What you should do: Only the number is needed: count the lines below that hold the string "green".

Data for the task:
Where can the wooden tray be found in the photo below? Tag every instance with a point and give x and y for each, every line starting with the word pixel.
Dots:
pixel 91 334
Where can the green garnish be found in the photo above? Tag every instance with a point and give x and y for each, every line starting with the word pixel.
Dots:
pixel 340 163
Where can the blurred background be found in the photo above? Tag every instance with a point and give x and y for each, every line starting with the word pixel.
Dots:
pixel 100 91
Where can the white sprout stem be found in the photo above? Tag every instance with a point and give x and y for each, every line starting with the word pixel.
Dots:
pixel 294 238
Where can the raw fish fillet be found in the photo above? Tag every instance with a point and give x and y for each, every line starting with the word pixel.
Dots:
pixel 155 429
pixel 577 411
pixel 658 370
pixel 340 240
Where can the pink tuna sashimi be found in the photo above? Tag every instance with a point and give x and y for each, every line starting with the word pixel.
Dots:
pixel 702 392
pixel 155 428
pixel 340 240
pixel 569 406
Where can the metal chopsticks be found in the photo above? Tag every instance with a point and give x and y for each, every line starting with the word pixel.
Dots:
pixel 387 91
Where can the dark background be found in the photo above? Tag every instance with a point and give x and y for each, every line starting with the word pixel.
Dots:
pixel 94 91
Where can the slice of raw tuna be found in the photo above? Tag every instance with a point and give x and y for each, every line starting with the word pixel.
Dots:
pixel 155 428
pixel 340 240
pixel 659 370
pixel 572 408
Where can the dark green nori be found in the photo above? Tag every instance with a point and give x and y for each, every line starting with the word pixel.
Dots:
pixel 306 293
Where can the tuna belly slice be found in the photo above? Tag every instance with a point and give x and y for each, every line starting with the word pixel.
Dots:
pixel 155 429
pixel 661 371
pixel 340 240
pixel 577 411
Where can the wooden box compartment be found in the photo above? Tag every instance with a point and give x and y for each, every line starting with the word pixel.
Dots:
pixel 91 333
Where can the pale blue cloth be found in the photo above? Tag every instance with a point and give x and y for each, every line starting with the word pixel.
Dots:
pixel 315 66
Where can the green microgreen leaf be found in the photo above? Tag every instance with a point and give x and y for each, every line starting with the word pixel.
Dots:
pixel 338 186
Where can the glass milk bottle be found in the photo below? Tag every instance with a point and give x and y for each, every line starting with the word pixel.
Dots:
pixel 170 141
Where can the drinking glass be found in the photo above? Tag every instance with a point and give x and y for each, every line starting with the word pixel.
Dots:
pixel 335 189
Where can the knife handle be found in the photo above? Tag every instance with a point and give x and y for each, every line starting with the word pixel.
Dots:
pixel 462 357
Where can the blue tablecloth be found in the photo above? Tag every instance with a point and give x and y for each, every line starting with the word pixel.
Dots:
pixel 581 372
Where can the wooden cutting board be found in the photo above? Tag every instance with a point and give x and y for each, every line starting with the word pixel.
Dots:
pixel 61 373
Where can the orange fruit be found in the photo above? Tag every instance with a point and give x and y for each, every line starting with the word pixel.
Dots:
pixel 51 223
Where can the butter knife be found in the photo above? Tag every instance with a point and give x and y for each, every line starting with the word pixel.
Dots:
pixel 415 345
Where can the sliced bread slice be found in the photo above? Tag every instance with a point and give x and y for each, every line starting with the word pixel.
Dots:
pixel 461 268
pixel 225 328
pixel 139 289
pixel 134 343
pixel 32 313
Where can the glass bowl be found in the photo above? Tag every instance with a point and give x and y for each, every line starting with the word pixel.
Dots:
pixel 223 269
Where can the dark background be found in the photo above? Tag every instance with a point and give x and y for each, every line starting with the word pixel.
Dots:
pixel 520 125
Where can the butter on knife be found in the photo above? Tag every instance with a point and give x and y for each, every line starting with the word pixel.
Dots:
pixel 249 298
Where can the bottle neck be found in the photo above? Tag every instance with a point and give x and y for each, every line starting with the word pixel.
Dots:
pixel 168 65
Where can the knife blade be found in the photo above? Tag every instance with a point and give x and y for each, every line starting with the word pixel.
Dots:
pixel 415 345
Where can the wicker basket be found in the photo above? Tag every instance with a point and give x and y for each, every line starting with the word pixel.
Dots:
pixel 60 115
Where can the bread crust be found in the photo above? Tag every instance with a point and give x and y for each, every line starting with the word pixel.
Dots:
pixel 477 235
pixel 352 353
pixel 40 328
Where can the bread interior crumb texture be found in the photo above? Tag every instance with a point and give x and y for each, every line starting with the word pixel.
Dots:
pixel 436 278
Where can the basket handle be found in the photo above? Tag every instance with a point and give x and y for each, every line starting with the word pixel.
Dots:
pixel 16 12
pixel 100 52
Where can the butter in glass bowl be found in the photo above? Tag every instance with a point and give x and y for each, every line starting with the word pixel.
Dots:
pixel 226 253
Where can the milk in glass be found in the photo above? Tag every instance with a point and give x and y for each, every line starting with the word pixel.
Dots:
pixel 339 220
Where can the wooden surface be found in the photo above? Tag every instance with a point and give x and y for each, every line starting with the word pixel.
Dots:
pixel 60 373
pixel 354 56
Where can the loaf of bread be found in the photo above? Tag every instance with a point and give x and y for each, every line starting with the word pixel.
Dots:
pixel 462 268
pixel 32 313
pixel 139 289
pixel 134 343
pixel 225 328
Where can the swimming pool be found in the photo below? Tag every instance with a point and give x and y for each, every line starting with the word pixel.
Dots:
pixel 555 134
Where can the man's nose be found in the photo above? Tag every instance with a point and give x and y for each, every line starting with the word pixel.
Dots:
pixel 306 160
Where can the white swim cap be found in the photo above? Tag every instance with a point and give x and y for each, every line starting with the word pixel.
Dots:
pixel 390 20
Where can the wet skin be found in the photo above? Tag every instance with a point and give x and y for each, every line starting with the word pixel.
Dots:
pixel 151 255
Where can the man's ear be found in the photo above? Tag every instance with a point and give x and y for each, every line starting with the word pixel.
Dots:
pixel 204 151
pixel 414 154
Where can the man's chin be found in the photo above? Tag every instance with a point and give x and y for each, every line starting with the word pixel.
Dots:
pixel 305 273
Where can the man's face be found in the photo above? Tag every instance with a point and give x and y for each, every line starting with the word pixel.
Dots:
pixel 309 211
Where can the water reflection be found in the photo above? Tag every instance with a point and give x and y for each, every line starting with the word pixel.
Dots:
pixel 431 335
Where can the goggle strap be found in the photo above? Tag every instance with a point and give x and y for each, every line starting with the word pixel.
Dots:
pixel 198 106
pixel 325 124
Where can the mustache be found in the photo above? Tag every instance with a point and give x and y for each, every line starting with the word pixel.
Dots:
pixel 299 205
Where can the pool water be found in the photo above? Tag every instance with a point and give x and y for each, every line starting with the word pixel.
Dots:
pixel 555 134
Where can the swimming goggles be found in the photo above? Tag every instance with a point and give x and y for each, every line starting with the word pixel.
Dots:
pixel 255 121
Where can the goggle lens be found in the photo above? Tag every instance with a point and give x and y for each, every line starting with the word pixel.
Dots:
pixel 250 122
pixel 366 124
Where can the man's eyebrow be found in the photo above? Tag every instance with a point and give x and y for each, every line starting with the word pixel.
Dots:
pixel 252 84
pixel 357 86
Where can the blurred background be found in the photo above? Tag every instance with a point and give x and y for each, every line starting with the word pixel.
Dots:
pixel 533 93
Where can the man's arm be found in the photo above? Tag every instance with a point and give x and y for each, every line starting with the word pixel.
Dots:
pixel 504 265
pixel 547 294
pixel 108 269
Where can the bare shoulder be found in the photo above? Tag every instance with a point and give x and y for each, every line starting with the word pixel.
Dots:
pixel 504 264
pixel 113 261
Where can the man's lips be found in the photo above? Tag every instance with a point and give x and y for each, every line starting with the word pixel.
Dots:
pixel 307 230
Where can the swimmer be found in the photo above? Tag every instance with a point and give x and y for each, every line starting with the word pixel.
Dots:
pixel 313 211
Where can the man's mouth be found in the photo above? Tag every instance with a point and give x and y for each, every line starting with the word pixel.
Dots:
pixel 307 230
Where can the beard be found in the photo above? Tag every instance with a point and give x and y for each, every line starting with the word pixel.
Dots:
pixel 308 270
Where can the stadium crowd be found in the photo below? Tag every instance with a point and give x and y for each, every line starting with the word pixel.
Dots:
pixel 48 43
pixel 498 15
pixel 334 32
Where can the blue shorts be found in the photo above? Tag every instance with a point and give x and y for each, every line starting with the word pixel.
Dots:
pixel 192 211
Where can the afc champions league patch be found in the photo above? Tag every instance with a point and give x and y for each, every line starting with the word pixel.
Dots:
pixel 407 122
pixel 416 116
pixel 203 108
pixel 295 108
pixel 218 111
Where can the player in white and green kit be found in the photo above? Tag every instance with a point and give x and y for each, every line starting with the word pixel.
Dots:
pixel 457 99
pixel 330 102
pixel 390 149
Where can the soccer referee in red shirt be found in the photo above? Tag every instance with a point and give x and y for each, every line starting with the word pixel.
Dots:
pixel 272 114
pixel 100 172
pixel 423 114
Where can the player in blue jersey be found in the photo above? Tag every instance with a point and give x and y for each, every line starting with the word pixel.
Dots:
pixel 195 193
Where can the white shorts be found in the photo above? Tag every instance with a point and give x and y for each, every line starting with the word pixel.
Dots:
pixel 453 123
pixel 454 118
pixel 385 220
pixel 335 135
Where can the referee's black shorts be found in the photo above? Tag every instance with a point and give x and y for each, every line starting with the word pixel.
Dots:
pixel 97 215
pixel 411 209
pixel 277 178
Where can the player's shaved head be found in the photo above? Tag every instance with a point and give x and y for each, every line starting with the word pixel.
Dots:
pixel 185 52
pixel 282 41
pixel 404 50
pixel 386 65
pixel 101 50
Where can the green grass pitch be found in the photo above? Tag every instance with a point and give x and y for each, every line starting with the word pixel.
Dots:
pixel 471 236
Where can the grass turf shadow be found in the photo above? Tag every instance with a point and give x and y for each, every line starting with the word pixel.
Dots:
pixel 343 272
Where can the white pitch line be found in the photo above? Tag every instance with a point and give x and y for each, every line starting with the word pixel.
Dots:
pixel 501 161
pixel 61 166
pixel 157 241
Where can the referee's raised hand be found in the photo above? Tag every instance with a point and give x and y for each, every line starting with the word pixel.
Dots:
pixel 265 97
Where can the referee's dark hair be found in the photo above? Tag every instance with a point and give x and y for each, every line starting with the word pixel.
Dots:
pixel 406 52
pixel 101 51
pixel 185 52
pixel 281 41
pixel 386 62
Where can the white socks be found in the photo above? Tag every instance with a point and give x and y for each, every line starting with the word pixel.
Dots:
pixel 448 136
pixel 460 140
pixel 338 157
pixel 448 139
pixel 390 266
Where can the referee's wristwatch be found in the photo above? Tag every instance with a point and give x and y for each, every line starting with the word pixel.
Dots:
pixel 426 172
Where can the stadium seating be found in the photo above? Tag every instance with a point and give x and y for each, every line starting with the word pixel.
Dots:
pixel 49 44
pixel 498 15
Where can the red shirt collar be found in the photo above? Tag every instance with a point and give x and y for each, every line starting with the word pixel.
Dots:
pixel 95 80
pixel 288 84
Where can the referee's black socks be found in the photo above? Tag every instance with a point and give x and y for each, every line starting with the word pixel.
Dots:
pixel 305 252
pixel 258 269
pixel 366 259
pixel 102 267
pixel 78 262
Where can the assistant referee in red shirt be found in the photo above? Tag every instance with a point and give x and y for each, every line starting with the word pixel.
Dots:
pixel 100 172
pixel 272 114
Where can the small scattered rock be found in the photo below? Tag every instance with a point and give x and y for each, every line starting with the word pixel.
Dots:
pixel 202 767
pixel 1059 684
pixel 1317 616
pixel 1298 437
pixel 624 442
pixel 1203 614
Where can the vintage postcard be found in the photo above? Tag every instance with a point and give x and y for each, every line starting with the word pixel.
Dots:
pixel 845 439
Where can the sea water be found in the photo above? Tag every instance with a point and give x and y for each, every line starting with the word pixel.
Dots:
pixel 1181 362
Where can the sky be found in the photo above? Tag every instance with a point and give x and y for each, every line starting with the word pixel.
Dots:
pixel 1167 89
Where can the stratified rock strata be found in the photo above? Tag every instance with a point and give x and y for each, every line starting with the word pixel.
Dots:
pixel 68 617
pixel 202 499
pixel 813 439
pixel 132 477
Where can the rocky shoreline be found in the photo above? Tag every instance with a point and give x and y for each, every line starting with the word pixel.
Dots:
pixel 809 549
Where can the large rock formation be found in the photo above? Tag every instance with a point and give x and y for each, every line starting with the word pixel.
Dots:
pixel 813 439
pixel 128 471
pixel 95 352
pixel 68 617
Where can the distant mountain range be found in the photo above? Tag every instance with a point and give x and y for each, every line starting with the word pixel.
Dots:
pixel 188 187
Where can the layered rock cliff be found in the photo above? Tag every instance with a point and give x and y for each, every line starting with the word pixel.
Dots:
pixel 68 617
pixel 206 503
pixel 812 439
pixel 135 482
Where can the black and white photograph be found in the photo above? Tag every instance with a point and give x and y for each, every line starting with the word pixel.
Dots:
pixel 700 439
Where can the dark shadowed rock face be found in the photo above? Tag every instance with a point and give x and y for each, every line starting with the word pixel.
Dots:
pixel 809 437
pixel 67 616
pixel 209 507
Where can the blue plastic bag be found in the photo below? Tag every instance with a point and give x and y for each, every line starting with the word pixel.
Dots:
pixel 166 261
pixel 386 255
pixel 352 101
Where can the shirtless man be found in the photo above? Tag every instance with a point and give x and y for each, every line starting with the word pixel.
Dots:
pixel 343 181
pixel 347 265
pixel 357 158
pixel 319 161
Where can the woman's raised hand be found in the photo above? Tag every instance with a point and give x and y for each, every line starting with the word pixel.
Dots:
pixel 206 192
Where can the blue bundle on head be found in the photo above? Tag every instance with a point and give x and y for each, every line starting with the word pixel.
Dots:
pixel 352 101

Response to the exercise: 5